» **TO DO**:
Could you give the number of lines in the entries below that contain the word "handlebar"? Only the number is wanted.
Segment Open
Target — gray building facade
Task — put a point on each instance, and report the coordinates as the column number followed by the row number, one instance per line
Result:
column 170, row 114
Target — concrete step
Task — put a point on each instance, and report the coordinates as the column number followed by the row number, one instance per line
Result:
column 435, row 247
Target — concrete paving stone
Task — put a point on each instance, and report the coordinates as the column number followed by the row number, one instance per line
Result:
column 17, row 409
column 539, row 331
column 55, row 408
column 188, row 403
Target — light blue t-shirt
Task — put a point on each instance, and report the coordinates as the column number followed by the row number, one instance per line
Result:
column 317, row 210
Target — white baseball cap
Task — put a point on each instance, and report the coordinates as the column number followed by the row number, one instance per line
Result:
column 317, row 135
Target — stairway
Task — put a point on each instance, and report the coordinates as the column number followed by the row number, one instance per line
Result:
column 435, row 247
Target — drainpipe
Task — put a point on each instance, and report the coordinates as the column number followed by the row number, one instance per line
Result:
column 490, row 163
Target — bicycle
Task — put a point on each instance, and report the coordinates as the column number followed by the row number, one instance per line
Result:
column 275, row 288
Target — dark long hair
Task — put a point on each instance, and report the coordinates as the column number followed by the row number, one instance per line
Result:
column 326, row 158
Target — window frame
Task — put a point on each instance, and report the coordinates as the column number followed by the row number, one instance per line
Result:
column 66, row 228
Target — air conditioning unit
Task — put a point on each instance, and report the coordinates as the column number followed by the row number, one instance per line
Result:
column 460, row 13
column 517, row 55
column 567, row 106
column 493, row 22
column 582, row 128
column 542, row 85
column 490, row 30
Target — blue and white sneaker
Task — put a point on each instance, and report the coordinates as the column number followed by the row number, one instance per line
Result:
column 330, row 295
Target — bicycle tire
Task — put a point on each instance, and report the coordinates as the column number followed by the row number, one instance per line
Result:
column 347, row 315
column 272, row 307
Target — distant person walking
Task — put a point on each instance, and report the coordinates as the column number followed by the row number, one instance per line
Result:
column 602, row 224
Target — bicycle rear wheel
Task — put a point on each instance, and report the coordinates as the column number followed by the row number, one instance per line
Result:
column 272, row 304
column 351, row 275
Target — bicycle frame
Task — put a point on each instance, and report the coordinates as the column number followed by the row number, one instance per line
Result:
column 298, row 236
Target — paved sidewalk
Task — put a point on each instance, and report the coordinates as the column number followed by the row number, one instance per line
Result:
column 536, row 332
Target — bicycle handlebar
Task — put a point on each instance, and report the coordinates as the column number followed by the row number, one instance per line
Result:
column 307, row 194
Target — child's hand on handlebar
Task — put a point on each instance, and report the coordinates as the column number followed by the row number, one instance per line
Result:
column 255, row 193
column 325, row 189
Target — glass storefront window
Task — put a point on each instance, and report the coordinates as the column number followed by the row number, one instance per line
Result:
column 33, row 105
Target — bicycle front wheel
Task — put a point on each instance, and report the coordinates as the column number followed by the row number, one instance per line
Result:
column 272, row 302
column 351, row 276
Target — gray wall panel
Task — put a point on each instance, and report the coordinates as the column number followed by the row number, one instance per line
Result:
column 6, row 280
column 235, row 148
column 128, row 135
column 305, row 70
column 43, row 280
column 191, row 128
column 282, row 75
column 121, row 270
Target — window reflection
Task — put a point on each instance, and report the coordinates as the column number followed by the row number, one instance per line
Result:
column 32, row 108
Segment Closed
Segment Open
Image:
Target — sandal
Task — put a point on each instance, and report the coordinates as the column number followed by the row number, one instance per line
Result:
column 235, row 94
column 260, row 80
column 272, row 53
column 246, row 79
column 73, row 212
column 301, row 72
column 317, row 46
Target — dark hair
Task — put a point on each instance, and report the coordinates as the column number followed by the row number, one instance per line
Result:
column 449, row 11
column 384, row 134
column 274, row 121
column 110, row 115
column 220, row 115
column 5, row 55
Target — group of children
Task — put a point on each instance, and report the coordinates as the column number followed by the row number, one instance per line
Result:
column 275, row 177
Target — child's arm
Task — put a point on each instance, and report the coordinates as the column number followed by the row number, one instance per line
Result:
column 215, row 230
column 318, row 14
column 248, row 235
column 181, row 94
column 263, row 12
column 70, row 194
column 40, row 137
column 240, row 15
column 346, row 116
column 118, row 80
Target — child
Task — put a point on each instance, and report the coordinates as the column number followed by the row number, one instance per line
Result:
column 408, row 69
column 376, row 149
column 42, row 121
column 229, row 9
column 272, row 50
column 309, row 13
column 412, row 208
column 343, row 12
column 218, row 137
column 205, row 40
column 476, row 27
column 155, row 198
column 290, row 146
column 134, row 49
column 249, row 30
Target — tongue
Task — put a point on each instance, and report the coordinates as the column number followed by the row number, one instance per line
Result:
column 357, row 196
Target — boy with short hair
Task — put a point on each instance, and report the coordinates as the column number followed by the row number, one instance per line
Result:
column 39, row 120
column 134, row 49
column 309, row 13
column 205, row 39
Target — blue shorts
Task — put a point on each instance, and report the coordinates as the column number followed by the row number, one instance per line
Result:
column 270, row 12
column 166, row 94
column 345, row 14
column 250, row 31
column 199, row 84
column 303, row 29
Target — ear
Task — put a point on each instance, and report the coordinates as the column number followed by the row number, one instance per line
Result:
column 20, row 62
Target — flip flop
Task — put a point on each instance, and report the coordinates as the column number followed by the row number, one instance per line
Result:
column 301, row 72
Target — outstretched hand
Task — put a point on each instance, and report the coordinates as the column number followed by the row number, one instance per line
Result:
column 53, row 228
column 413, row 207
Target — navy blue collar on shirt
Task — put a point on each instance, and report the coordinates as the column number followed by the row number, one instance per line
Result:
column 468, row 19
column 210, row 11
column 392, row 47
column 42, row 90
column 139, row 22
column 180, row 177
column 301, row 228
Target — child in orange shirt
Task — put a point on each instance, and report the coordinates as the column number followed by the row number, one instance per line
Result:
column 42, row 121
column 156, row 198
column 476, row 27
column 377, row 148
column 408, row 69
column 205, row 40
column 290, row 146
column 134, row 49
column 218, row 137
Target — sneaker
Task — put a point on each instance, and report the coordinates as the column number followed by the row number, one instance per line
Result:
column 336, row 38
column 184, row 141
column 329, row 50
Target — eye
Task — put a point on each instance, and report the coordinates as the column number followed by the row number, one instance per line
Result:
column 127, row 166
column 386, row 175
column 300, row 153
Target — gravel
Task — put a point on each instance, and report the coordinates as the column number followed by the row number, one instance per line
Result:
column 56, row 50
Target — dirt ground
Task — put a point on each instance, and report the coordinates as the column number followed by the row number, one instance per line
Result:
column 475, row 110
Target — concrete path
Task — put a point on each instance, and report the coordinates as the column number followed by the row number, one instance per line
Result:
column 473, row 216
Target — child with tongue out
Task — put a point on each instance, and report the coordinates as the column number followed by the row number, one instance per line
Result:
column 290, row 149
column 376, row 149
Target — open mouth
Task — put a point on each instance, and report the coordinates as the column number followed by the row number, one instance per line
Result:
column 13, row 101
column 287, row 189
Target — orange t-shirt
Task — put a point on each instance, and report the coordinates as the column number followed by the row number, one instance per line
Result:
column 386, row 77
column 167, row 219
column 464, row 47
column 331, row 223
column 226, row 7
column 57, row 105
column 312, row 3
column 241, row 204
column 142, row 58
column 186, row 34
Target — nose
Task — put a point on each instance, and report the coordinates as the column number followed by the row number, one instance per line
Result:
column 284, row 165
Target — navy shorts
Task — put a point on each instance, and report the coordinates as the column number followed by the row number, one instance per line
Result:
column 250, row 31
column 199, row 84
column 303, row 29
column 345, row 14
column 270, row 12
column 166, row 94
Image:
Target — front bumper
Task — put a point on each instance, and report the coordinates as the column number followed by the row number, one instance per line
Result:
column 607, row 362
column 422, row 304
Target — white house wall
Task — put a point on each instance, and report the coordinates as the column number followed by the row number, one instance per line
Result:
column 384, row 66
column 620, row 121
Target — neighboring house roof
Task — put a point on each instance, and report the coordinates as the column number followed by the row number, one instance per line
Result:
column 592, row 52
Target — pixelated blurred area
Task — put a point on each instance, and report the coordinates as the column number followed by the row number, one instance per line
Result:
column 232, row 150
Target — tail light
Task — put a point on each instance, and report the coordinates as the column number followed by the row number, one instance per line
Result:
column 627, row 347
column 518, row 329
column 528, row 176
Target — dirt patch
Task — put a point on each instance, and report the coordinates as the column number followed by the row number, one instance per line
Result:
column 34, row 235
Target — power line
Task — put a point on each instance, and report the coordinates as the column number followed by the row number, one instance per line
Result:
Segment Closed
» **EXERCISE RESPONSE**:
2